WHAT IS ASKED: Emit only the lines from the line containing "For each instance of the white yacht, place" through the last line of the entries, unchanged.

%%

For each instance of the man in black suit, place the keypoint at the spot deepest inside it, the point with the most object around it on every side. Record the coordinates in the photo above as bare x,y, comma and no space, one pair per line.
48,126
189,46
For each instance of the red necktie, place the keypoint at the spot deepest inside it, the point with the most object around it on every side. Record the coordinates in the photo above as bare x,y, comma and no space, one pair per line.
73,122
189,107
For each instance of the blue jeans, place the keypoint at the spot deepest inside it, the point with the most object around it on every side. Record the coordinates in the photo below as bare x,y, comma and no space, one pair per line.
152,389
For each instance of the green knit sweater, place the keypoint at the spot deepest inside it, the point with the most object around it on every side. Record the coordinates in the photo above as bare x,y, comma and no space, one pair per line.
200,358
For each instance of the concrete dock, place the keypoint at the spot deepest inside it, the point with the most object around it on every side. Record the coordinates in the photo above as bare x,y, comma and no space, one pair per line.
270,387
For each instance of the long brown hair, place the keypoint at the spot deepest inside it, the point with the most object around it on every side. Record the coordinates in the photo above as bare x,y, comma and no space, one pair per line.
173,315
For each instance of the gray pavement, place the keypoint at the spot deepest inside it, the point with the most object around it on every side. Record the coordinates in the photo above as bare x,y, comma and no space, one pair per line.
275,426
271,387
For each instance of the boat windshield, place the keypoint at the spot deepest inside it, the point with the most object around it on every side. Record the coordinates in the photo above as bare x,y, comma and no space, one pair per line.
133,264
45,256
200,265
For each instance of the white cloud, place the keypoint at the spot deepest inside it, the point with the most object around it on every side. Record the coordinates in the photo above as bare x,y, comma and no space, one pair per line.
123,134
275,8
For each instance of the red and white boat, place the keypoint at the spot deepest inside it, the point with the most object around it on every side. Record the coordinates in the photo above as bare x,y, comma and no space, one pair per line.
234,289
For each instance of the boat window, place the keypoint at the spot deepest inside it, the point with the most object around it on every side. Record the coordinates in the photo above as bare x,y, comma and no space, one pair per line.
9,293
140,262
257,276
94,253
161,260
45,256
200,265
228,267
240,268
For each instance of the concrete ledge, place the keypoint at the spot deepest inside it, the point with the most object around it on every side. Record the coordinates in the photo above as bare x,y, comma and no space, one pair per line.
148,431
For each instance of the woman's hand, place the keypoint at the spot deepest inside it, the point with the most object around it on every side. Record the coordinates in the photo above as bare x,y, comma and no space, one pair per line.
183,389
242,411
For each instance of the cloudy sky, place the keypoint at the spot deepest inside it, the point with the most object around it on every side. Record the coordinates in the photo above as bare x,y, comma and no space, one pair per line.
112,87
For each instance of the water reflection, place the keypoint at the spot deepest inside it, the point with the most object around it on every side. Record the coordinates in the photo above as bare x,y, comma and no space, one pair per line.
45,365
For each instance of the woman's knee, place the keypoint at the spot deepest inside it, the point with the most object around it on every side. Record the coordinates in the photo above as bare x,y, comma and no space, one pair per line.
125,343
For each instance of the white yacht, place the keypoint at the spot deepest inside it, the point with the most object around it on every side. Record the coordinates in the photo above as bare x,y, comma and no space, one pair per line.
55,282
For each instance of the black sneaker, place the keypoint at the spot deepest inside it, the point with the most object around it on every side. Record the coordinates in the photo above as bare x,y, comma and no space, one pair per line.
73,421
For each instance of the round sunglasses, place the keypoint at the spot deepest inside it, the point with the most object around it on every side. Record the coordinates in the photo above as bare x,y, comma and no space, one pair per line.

%%

WRITTEN REPLY:
For each instance of the white yacht, place the keypoint at the spot deepest inside it, the point with the most object around it on every side. Record the coordinates in the photo above as bare x,y, comma and no space, one pair per line.
55,282
For each instance of the black sneaker, place the keypoint at the spot deepest inside it, the point with the most object around it on every side. Record the coordinates in the photo above as bare x,y, comma and no space, one pair per line.
73,421
For each instance of the round sunglasses, place the keypoint at the spot deepest inside it, the point with the most object around it on every side. Record the coordinates in the photo above as bare x,y, comma and no space, one pair per line.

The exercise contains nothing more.